* **What you have to do**
Could you print every one of the entries below back verbatim, line for line, with nothing changed, added, or left out?

==== Stored rows

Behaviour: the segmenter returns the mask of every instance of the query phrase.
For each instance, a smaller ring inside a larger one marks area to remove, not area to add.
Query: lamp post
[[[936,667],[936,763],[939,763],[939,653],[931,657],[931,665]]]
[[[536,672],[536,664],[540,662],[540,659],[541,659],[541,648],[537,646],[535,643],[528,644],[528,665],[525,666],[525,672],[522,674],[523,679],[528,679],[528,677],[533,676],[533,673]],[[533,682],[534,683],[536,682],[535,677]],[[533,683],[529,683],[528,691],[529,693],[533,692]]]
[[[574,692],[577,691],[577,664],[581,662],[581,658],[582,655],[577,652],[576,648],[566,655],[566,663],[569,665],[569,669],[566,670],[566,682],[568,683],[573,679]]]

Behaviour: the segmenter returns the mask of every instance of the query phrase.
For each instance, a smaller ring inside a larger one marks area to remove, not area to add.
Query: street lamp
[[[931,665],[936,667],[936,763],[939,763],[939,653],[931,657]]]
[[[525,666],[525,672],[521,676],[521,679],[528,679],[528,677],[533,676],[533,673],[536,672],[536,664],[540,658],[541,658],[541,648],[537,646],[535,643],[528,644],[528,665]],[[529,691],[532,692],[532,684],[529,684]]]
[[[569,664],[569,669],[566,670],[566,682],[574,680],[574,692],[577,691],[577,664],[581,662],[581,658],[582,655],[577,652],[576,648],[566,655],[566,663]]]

========

* **Response below**
Behaviour: the segmenter returns the mask of every instance of the query phrase.
For each instance, a smaller ring inside a larger one marks area to remove, not area to add.
Query: lamp post
[[[936,667],[936,763],[939,763],[939,653],[931,657],[931,665]]]
[[[536,672],[536,664],[540,662],[540,659],[541,659],[541,648],[537,646],[535,643],[528,644],[528,665],[525,666],[525,672],[522,674],[523,679],[528,679],[528,677],[533,676],[533,673]],[[533,682],[534,683],[536,682],[535,677]],[[533,683],[529,683],[528,691],[529,693],[533,692]]]
[[[574,692],[577,691],[577,664],[581,662],[581,658],[582,655],[577,652],[576,648],[566,655],[566,663],[569,665],[569,669],[566,670],[566,682],[568,683],[573,679]]]

Behaviour: the segmenter returns the mask of every instance of the query phrase.
For each instance, a smaller ring inside a larger one marks area to remove, not area to add.
Query: street lamp
[[[931,665],[936,667],[936,763],[939,763],[939,653],[931,657]]]
[[[525,666],[525,672],[521,676],[521,679],[528,679],[528,677],[533,676],[533,673],[536,672],[536,664],[540,658],[541,658],[541,648],[537,646],[535,643],[528,644],[528,665]],[[529,691],[532,692],[532,684],[529,684]]]
[[[569,664],[569,669],[566,670],[566,682],[574,680],[574,692],[577,691],[577,664],[581,662],[581,658],[582,655],[577,652],[576,648],[566,655],[566,663]]]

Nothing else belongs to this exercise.